Reproduce word for word the rows below, from the line containing "Task: locate the curled" through the last line of the rows, both included.

• Exercise material:
↓

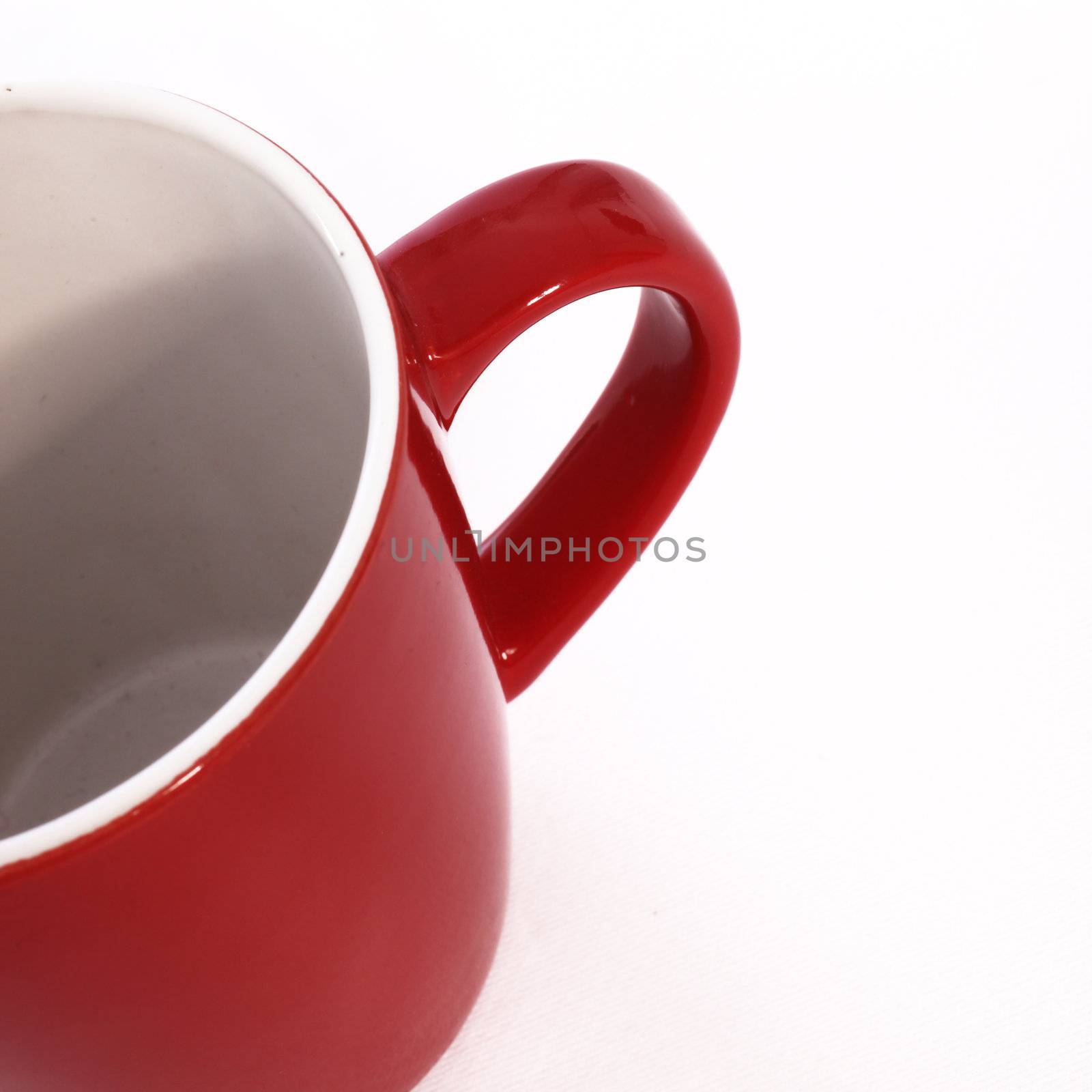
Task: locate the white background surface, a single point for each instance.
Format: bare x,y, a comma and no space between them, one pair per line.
814,814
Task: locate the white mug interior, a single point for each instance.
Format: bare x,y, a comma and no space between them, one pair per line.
187,388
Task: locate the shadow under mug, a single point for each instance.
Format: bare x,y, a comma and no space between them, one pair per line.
253,769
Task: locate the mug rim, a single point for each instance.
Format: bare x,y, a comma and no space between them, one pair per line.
352,256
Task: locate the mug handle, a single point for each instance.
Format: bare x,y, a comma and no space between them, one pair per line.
478,274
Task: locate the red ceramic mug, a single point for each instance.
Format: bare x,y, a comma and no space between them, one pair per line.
253,773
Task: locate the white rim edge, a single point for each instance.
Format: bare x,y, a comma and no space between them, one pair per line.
307,195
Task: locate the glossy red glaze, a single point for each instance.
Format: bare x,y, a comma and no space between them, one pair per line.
315,906
482,272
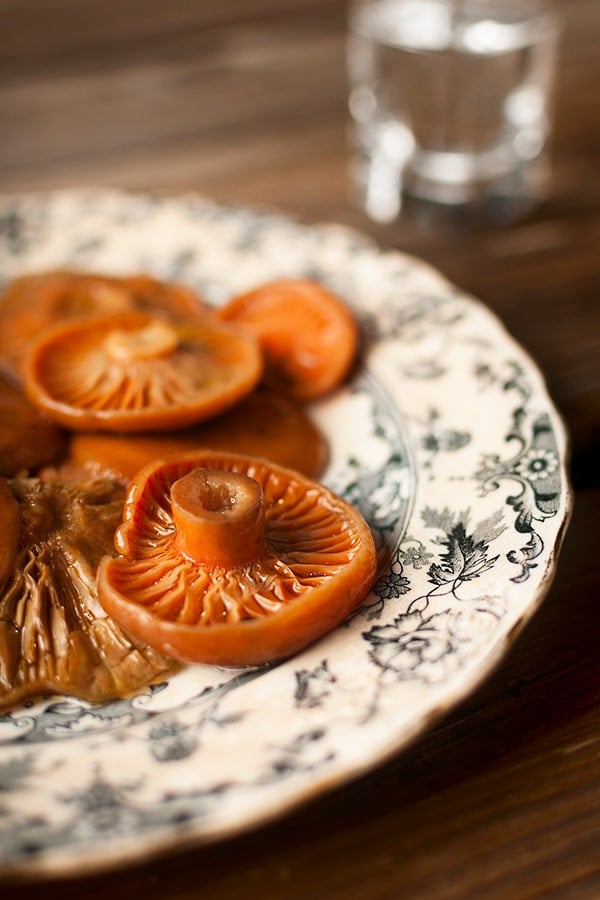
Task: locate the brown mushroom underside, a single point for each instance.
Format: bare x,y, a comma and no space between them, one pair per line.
54,635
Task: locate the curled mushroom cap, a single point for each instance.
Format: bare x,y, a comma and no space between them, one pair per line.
139,372
266,423
54,634
230,560
308,335
35,302
28,439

↑

• Task output:
Task: locate the curled mushroom cap, a single point for each instance.
Format: bare x,y, a comma and no space between them, one pair per line.
139,372
266,423
54,634
230,560
308,335
35,302
28,439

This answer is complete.